Supplied entries
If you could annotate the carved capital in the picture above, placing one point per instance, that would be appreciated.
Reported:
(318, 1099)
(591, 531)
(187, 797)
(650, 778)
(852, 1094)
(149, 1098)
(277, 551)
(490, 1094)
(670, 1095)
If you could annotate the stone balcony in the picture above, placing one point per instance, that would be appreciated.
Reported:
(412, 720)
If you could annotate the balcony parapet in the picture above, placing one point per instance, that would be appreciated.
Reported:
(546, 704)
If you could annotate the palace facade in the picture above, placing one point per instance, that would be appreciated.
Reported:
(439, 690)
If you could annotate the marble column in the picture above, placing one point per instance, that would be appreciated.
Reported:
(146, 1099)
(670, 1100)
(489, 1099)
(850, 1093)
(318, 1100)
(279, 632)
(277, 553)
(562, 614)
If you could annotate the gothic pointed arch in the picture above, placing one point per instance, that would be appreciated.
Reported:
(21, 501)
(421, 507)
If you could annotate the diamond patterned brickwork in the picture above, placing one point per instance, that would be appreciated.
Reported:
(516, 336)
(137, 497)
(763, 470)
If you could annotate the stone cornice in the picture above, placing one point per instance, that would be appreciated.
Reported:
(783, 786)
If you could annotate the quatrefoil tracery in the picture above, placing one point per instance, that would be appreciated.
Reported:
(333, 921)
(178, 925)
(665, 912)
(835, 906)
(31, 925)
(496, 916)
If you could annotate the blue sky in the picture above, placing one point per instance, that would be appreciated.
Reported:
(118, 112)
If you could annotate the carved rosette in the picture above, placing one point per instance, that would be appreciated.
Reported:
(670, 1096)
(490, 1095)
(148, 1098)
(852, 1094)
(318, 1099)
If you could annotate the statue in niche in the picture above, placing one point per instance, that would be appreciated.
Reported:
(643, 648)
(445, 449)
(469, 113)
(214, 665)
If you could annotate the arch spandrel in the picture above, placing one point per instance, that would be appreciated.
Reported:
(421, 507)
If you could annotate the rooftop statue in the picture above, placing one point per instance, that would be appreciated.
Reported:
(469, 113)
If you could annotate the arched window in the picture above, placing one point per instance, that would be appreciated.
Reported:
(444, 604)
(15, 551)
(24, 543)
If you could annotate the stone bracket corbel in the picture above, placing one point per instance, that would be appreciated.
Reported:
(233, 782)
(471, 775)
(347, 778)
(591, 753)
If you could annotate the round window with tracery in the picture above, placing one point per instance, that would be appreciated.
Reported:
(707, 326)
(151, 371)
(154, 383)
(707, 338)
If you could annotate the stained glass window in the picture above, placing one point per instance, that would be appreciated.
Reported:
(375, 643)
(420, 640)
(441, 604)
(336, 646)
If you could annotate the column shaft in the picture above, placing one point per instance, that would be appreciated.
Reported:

Short exercise
Write the entire listing out again, word for word.

Written answer
If you could annotate the carved capital in the picture above, placing one point per instance, that would be appreciated.
Reported:
(318, 1099)
(591, 531)
(187, 797)
(650, 778)
(852, 1094)
(149, 1098)
(277, 551)
(490, 1094)
(670, 1095)
If you could annotate the stone balcony in the picture above, placing one point per instance, that would be appreciated.
Reported:
(412, 720)
If you could annotate the balcony parapet in the picture above, placing one point per instance, that would be appreciated.
Reported:
(546, 704)
If you could annotate the palace facade in the picture above, placing one point per instance, that would be appreciated.
Reported:
(439, 690)
If you could annotate the marble column in the picture above, placing one point per instance, that would be appreciated.
Reported:
(146, 1099)
(670, 1100)
(489, 1099)
(850, 1093)
(318, 1100)
(279, 632)
(277, 553)
(562, 614)
If you could annotate the gothic pointed arch in the picture above, placing one point per instance, that would be appreciated.
Reported:
(21, 501)
(421, 507)
If you could annotate the diamond patterned brickwork in the picture above, placing one point per instance, that would be appreciated.
Reported:
(516, 336)
(137, 497)
(763, 470)
If you could annotate the stone cornice in the picture above, placing one point per instance, that would be appreciated.
Reported:
(783, 786)
If you could annotate the quatrefoil tracery in the picture above, placing one point per instance, that would be appreciated.
Reported:
(333, 921)
(178, 925)
(665, 912)
(835, 906)
(31, 925)
(496, 916)
If you could annotate the blue sky in the picture above, placing one point per instance, that would be appreciated.
Reported:
(118, 112)
If you could annotate the carved rosette in the picture above, placing one point per instance, that would be appreciated.
Reported:
(670, 1096)
(490, 1095)
(148, 1098)
(852, 1094)
(318, 1099)
If you could annotate the statue in niche in the picture above, placing one point per instance, that would be appreciated.
Reported:
(643, 648)
(445, 449)
(469, 113)
(214, 665)
If you could annotate the arch spandrel in the picture above, placing one point per instance, that would be appreciated.
Reported:
(421, 507)
If you could annotate the rooftop statue in the picture above, placing one point per instance, that would be appreciated.
Reported:
(469, 113)
If you could annotate the arched window in the picture above, placing one point per instance, that would be appreciated.
Reported:
(444, 604)
(15, 551)
(24, 543)
If you could annotate the stone bracket corbel in the picture above, placing one point per instance, that would be appreciated.
Reported:
(233, 782)
(471, 775)
(347, 778)
(591, 753)
If you could annotate the round window with tracery in the picture above, placing one point per instance, that would be appreciated.
Reported:
(707, 326)
(151, 371)
(154, 383)
(707, 338)
If you could annotate the stained glass window in the picture above, placing one point per instance, that would be appreciated.
Reported:
(375, 643)
(420, 640)
(441, 604)
(336, 646)
If you could annotate the column shaft in the picture above, placing one point per instance, that would be appreciated.
Reported:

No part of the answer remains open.